Text provided:
To identify determinants of potentially inappropriate () antidepressant and anxiolytic/sedative prescribing for older, community‐dwelling adults.
Office visits from the 2010 National Ambulatory Medical Care Survey.
A cross‐sectional study measuring associations between various patient and physician factors and prescribing of antidepressants, and sedatives among elderly, using Beers 2012/2015 criteria, a clinical decision model, and multivariate logistic regressions.
Visits by older adults (≥65 years) involving medications were extracted to identify visits with antidepressants and sedatives.
Black race, asthma, depression, osteoporosis, payment type, consultation time, and computer systems with prescribing support were associated with reduced odds of antidepressant prescribing among users. Income, chronic renal failure, diabetes, and obesity were associated with reduced odds of sedative prescribing. Female sex, white race, depression, increasing number of medications, and physician specialty were associated with increased odds of sedative prescribing.
Various patient and health‐system factors influence the quality of antidepressant and sedative prescribing for older community‐dwelling adults. Longer consultations and the use of computer systems with prescribing support may minimize potentially inappropriate antidepressant prescribing. As medication numbers increase, exposure to sedatives is more likely, requiring medication review and monitoring.

Records provided:
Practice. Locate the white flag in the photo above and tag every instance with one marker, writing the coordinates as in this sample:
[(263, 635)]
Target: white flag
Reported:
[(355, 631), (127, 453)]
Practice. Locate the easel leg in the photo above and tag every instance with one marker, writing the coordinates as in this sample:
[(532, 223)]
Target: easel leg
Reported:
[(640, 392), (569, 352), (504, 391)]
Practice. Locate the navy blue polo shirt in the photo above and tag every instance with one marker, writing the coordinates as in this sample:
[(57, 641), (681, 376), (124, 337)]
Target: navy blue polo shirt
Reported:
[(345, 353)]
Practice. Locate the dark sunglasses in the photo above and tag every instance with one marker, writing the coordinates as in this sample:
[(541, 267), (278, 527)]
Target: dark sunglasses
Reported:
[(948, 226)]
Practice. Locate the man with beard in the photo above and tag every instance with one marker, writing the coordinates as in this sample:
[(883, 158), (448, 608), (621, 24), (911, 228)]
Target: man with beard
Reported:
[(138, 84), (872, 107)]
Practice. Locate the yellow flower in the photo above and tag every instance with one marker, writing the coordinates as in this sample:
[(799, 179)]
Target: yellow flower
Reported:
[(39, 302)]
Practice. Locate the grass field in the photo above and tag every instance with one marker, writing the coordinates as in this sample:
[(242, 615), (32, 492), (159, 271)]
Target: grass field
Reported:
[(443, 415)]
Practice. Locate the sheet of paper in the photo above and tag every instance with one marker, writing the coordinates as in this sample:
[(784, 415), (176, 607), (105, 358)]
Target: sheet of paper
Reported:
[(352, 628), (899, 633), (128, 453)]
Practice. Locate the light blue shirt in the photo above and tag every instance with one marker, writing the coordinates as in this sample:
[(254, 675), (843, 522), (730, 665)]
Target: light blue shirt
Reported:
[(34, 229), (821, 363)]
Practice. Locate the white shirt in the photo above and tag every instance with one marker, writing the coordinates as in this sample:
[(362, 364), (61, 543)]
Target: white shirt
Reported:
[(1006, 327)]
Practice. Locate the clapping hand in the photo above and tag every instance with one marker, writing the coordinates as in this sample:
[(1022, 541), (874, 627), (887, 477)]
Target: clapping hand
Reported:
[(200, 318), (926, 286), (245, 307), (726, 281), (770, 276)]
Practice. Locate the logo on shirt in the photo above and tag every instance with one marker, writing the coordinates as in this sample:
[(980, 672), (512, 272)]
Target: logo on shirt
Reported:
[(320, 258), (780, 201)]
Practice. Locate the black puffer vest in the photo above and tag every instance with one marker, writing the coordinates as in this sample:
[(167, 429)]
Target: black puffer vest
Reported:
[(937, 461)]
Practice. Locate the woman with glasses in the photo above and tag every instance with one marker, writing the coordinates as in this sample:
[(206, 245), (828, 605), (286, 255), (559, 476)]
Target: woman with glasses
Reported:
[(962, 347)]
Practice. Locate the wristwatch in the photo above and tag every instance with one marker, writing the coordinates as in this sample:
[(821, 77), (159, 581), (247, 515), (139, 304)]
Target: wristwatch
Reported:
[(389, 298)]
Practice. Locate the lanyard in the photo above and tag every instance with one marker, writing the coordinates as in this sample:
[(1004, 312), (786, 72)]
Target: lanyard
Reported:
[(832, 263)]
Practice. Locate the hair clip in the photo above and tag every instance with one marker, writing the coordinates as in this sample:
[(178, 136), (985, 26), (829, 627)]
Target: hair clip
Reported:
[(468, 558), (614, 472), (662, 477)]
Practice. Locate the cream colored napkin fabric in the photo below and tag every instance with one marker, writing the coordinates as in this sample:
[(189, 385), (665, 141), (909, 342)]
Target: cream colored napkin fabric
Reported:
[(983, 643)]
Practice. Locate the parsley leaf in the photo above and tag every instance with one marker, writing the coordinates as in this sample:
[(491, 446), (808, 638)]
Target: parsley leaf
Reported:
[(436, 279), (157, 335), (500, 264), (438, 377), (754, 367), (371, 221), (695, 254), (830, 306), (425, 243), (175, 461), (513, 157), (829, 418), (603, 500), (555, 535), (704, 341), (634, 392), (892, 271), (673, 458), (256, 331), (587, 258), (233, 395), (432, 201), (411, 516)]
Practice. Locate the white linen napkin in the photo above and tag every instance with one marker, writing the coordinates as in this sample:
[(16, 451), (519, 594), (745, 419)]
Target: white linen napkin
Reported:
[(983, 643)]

Tasks to carry out:
1. In the text on antidepressant and sedative prescribing, which survey supplied the office visits?
2. Rewrite the stretch from "Office visits from" through "multivariate logistic regressions." in the text on antidepressant and sedative prescribing, replacing "elderly" with "older adults".

Responses:
1. The 2010 National Ambulatory Medical Care Survey.

2.
Office visits from the 2010 National Ambulatory Medical Care Survey.
A cross‐sectional study measuring associations between various patient and physician factors and prescribing of antidepressants, and sedatives among older adults, using Beers 2012/2015 criteria, a clinical decision model, and multivariate logistic regressions.